— START Dataset records —

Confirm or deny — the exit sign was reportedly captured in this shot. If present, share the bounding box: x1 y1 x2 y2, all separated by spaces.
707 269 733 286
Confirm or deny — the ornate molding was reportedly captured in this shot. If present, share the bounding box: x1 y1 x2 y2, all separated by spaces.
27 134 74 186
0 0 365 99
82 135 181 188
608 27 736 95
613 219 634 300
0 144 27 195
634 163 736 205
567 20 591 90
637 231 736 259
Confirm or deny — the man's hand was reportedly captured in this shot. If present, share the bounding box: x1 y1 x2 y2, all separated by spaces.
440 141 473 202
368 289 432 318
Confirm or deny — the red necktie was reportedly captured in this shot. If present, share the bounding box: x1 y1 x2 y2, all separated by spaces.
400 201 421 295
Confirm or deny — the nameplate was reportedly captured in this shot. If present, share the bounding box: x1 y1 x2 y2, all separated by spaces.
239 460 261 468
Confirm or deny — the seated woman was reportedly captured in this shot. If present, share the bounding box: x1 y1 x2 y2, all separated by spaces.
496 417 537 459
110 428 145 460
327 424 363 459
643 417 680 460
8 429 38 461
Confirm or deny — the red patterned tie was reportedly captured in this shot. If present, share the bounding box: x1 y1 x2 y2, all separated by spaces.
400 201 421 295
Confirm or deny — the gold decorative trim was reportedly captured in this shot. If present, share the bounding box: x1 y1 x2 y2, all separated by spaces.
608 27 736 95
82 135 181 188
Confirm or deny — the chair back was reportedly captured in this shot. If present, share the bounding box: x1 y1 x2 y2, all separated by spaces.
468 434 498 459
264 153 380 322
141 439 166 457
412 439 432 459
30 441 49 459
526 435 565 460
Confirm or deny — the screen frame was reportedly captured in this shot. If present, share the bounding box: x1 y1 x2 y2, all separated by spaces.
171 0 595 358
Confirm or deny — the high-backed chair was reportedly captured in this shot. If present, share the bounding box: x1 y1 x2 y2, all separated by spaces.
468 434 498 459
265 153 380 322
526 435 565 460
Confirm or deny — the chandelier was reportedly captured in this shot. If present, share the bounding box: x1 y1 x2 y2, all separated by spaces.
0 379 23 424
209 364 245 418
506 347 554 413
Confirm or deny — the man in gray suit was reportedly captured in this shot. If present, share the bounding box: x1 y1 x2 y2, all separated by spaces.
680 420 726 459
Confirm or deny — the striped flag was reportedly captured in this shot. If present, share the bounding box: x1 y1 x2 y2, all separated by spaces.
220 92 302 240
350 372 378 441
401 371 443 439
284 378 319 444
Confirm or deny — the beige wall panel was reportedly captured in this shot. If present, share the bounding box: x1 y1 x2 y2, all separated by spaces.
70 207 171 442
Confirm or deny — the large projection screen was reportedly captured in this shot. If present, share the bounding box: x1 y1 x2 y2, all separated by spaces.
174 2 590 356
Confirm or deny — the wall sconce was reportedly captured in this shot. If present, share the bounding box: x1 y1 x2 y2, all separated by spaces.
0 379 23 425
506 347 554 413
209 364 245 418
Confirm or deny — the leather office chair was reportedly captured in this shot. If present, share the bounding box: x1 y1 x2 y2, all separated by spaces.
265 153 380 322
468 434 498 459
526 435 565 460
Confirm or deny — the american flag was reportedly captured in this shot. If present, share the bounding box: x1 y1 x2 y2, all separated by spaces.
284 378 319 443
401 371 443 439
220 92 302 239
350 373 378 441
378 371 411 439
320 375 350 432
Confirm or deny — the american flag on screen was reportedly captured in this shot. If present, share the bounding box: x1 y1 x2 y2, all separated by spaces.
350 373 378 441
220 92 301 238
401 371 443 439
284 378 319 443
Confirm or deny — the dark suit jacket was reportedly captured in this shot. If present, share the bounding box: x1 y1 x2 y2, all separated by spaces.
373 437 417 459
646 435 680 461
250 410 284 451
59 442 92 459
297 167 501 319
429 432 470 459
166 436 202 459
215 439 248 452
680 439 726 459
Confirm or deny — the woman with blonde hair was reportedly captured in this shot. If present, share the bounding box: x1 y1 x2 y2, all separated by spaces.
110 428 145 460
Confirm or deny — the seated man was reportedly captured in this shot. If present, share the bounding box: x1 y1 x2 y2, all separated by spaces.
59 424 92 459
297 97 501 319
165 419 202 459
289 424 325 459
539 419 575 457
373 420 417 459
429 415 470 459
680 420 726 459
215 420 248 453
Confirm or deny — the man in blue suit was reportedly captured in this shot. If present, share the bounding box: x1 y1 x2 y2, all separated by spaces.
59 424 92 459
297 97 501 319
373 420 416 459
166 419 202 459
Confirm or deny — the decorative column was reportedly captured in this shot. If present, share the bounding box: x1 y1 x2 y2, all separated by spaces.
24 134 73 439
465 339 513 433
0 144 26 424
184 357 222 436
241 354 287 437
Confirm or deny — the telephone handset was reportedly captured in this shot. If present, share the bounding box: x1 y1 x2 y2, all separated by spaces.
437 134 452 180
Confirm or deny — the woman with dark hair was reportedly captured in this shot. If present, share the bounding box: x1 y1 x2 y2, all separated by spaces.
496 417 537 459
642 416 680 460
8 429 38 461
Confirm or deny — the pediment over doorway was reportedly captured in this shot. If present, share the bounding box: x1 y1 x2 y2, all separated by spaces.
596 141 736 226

— END Dataset records —

Retype exactly the lines from the one containing "Confirm or deny — the telephone" through the last line of the records above, including both.

Confirm or deny — the telephone handset was reportedly captured in this shot. If present, share the bounding box: x1 y1 x2 y2, all separated by spaces.
437 134 452 180
Confirm or deny — the woman with dark hair was reportedly captured in this shot. If present, share the bounding box: x1 y1 x2 y2, all separated by spaces.
496 417 537 459
642 416 680 460
8 429 38 461
Confirm or deny — the pediment over doorway was reportedly captured in this shot. If present, share the bounding box: x1 y1 x2 y2, all separated by spaces.
596 141 736 226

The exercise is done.